Point-per-instance localization data:
[Start of section]
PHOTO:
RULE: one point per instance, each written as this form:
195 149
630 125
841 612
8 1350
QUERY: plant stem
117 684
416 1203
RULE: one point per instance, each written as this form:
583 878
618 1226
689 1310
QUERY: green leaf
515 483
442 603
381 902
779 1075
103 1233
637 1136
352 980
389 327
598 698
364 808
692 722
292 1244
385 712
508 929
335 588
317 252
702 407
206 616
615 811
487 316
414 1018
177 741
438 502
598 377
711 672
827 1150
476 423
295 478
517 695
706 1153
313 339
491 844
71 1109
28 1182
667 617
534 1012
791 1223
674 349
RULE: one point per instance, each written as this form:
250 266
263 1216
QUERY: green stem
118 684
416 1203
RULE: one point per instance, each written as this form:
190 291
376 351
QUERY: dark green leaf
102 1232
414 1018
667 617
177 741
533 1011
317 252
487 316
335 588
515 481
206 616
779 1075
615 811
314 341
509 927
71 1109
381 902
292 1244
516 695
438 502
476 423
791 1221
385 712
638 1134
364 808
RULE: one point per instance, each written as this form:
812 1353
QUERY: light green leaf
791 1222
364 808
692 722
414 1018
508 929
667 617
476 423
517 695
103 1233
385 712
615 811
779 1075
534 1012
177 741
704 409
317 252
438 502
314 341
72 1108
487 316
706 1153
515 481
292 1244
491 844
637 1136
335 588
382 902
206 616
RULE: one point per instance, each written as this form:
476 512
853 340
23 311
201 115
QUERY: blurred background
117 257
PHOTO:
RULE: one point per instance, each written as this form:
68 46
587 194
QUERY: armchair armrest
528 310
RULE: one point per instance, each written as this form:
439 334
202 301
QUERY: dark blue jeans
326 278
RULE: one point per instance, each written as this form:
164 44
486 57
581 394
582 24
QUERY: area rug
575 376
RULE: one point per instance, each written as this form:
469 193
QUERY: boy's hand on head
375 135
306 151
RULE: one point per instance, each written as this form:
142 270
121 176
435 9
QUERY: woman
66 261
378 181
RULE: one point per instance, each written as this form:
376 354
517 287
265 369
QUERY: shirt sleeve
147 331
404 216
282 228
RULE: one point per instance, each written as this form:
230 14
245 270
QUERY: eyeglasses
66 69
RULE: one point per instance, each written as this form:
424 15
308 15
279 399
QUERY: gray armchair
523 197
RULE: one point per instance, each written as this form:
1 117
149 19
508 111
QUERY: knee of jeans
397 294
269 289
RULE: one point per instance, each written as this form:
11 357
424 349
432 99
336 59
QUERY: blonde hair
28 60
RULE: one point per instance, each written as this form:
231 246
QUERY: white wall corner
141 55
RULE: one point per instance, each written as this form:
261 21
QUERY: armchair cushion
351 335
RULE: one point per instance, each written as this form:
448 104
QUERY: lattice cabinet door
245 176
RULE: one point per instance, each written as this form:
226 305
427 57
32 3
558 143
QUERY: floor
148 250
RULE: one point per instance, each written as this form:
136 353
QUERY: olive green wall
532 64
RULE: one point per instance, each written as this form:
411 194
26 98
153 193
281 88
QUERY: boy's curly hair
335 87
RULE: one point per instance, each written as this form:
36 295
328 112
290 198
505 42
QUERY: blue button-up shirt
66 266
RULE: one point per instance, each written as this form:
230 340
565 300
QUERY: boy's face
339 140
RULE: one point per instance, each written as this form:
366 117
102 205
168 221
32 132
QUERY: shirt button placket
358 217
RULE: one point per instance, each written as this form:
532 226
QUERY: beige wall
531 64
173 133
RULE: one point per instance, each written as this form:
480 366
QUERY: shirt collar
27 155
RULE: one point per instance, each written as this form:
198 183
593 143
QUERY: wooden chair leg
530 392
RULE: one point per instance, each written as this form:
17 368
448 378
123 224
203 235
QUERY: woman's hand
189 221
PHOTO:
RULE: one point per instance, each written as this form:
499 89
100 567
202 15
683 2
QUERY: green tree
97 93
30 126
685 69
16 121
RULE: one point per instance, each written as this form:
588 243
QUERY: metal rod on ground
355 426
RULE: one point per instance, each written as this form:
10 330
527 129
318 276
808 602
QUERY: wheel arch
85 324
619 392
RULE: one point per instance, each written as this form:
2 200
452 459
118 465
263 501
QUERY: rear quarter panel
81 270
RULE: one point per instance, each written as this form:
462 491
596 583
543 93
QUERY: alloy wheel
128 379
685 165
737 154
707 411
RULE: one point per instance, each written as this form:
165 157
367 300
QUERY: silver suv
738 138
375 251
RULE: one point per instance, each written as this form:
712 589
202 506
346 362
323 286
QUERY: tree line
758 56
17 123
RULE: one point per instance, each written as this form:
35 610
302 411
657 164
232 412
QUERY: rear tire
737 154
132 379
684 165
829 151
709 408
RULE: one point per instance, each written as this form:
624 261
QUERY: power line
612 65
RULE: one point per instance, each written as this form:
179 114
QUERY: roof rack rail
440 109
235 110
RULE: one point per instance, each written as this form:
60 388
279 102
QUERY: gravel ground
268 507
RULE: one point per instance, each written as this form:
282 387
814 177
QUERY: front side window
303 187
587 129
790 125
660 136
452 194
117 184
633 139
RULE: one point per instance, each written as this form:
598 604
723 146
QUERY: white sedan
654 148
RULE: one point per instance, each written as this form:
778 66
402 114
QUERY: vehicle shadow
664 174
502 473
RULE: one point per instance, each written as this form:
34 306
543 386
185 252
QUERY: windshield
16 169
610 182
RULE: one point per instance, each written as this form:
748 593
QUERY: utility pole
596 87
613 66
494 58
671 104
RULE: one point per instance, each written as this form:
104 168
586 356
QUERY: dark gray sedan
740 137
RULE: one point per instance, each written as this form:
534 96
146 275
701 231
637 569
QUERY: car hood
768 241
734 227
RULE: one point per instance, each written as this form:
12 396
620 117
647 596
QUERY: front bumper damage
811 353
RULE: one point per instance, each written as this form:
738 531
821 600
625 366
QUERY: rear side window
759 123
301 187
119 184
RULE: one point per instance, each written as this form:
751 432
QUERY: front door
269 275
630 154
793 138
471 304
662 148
[End of section]
» **Exercise description**: Once you have read the entries, write them all out again exactly.

» **Exercise response**:
PHOTO:
RULE: one point per instance, each written as this form:
195 149
630 125
841 612
8 1350
QUERY: plant stem
117 684
416 1203
RULE: one point per instance, each written as this form:
583 878
618 1226
689 1310
QUERY: green leaf
515 483
442 603
381 902
779 1075
103 1233
637 1136
352 980
389 327
598 698
364 808
692 722
292 1244
385 712
508 929
335 588
317 252
702 407
206 616
615 811
487 316
414 1018
177 741
438 502
598 377
711 672
827 1150
476 423
295 478
517 695
706 1153
313 339
491 844
71 1109
28 1182
667 617
534 1012
791 1223
674 349
RULE: one point per instance, each written as this form:
250 266
263 1216
QUERY: green stem
118 684
416 1203
RULE: one point per instance, each written as this form:
190 291
376 351
QUERY: dark green leaf
102 1232
414 1018
667 617
177 741
533 1011
317 252
487 316
335 588
515 481
206 616
779 1075
615 811
314 341
509 927
71 1109
381 902
292 1244
516 695
438 502
476 423
791 1221
385 712
638 1134
364 808
RULE: one point per instance, each written as this form:
812 1353
QUERY: light green leaf
791 1222
364 808
692 722
414 1018
508 929
667 617
476 423
517 695
103 1233
385 712
615 811
779 1075
534 1012
177 741
704 409
317 252
438 502
314 341
72 1108
487 316
706 1153
515 481
292 1244
491 844
637 1136
335 588
382 902
206 616
RULE: one point per instance, each written as this form:
476 512
853 340
23 311
201 115
QUERY: blurred background
117 257
PHOTO:
RULE: one point per instance, each written as this form:
68 46
587 194
QUERY: armchair armrest
528 310
RULE: one point per instance, each written as this form:
439 334
202 301
QUERY: dark blue jeans
326 278
RULE: one point per instance, each written as this form:
164 44
486 57
581 394
582 24
QUERY: area rug
575 376
RULE: one point per instance, each written as this form:
469 193
QUERY: boy's hand on head
375 135
306 151
RULE: one point per instance, each written as this form:
142 270
121 176
435 9
QUERY: woman
66 261
378 181
RULE: one point per instance, each written as this form:
376 354
517 287
265 369
QUERY: shirt sleeve
147 331
404 216
282 228
RULE: one point per instance, each written as this form:
230 14
245 270
QUERY: eyeglasses
66 69
RULE: one point per instance, each written as this form:
424 15
308 15
279 399
QUERY: gray armchair
523 197
RULE: one point per instance, each written as this form:
1 117
149 19
508 111
QUERY: knee of jeans
397 294
269 289
RULE: one point per instance, each written as this form:
11 357
424 349
432 99
336 59
QUERY: blonde hair
28 60
RULE: one point per instance, each written as this form:
231 246
QUERY: white wall corner
141 55
RULE: one point per instance, each written as this form:
261 21
QUERY: armchair cushion
351 335
RULE: one point per instance, each written as this form:
448 104
QUERY: lattice cabinet door
245 176
RULE: one point per instance, each written as this form:
226 305
427 57
32 3
558 143
QUERY: floor
148 250
RULE: one point per instance, each written as this form:
136 353
QUERY: olive green wall
532 64
RULE: one point per instance, each written as this form:
411 194
26 98
153 193
281 88
QUERY: boy's curly hair
335 87
RULE: one point per instance, each written as this form:
36 295
328 112
290 198
505 42
QUERY: blue button-up shirt
66 266
RULE: one point per instance, each written as this form:
230 340
565 300
QUERY: boy's face
339 140
RULE: one point per instance, each written as this form:
366 117
102 205
168 221
32 132
QUERY: shirt button placket
358 217
RULE: one point per instance, each written as this form:
532 226
QUERY: beige wall
531 64
173 133
RULE: one point per instance, each written as this form:
480 366
QUERY: shirt collar
27 155
RULE: one point per instance, each written as this form:
198 183
593 143
QUERY: wooden chair leg
530 392
RULE: one point per instance, each written as this form:
17 368
448 378
123 224
203 235
QUERY: woman's hand
189 221
PHOTO:
RULE: one point per instance, each written as this form:
499 89
100 567
202 15
683 2
QUERY: green tree
97 93
30 126
685 69
16 121
RULE: one point per instance, each written as this form:
588 243
QUERY: metal rod on ground
355 426
RULE: one point per instance, each written as this form:
10 330
527 129
318 276
808 602
QUERY: wheel arch
85 324
619 392
RULE: one point per instance, each written as this form:
2 200
452 459
118 465
263 501
QUERY: rear quarter panel
81 270
RULE: one point per instance, each written as this form:
462 491
596 583
543 93
QUERY: alloy wheel
128 379
685 165
737 154
707 411
RULE: one point per instance, each written as this form:
165 157
367 300
QUERY: silver suv
738 138
375 251
RULE: one point per instance, each written as this form:
712 589
202 506
346 362
323 286
QUERY: tree line
758 56
17 123
RULE: one point per instance, each written as this form:
35 610
302 411
657 164
232 412
QUERY: rear tire
737 154
132 379
684 165
829 151
709 408
RULE: one point per instance, each written as this form:
624 261
QUERY: power line
612 65
RULE: one point per instance, each written as this form:
179 114
QUERY: roof rack rail
440 109
235 110
RULE: one point per instance, each written as this form:
60 388
279 102
QUERY: gravel ground
268 507
RULE: one point per instance, each written as this form:
282 387
814 177
QUERY: front side window
303 187
587 129
790 125
660 136
452 194
117 184
633 139
RULE: one point per instance, each written as this form:
598 604
723 146
QUERY: white sedan
654 148
RULE: one point per instance, each written as this form:
778 66
402 114
QUERY: vehicle shadow
664 174
502 473
RULE: one point per instance, each written as this form:
34 306
543 386
185 252
QUERY: windshield
16 169
610 182
RULE: one point per instance, each written as this form:
748 593
QUERY: utility pole
596 87
613 66
494 58
671 104
RULE: one point per instance, each written as this form:
104 168
586 356
QUERY: dark gray sedan
740 137
RULE: one point per instance, each written as this form:
534 96
146 275
701 231
637 569
QUERY: car hood
768 241
734 227
RULE: one point per instance, each written as this form:
12 396
620 117
647 596
QUERY: front bumper damage
811 353
RULE: one point per instance, each written as this form:
738 531
821 600
625 366
QUERY: rear side window
759 123
301 187
119 184
RULE: one point per instance, each written as this form:
751 432
QUERY: front door
269 275
630 154
793 138
471 304
662 148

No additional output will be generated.